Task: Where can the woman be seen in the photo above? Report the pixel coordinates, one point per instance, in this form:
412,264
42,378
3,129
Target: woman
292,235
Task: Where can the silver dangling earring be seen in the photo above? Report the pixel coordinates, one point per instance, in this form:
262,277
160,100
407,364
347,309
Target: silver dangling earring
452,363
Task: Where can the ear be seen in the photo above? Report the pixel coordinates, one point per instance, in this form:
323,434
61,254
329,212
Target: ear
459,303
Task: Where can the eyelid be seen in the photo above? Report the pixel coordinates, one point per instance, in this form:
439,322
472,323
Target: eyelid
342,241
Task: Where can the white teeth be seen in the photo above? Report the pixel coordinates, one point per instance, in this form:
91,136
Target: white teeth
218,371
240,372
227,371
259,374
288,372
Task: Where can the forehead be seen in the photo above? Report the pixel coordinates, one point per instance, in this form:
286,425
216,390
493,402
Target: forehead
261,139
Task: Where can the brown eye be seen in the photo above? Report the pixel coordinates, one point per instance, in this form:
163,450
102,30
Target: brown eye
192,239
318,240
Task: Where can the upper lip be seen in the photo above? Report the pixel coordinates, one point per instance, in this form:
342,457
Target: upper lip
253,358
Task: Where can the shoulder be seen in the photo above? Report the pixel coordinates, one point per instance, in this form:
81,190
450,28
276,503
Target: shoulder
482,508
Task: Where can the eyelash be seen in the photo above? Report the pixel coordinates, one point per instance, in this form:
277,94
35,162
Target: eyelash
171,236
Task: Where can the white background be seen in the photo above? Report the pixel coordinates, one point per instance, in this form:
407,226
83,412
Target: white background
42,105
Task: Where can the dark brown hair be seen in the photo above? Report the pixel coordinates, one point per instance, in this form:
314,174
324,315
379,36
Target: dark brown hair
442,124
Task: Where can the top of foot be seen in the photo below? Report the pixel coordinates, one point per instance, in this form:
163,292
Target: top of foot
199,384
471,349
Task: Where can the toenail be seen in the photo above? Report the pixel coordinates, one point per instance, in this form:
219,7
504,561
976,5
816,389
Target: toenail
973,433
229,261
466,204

WHAT TO PRODUCE:
Rewrite the records from the line containing "Task: Where can the forehead" through the end of the records, keeping every request line as it is, and raise each answer coordinate by 96. Leave the sample coordinates under each request unchanged.

FULL OUTPUT:
Task: Where can the forehead be seen in the photo above? Report the pixel coordinates, one point per instance, in this form:
286,425
216,390
493,402
Target: forehead
357,235
Task: Where can the brown eye be seen in the photo above? Report the pixel coordinates, one point per instance, in this form:
163,450
102,30
Target: brown eye
288,335
414,336
Task: Where can the upper lip be seen in the photo above? Report the pixel coordinates, one point per instance, in this form:
342,457
Target: upper lip
349,454
Task: Where can the shoulder be seen in the photo above? Report the pixel coordinates, one point per instance, in this form:
81,190
450,28
276,503
Target: shoulder
578,604
Task: Where can the eyelash be seen in the photo above? Report the pixel coordinates, one point per instance, in this form:
277,94
35,162
Target: eyelash
267,332
Task: Where can the white background be seen in the photo above? Report the pixel coordinates, one point per instance, in this form:
407,226
83,412
Target: white background
138,201
Task: Where can the dark brown hair be seen in the photo above? Report the pixel coordinates, one point per instance, in this form:
314,174
324,315
379,36
Target: dark brown hair
538,220
Task: Where can the top of foot be seen in the photo below? Report the pixel coordinates, one point per instance, in this form:
163,292
Target: top of foot
295,480
567,445
Task: Where can the toenail be seen in the photo above? Report the pixel coordinates, one point per instance, in this form:
219,7
504,561
976,5
816,389
Target: toenail
1069,529
325,357
562,300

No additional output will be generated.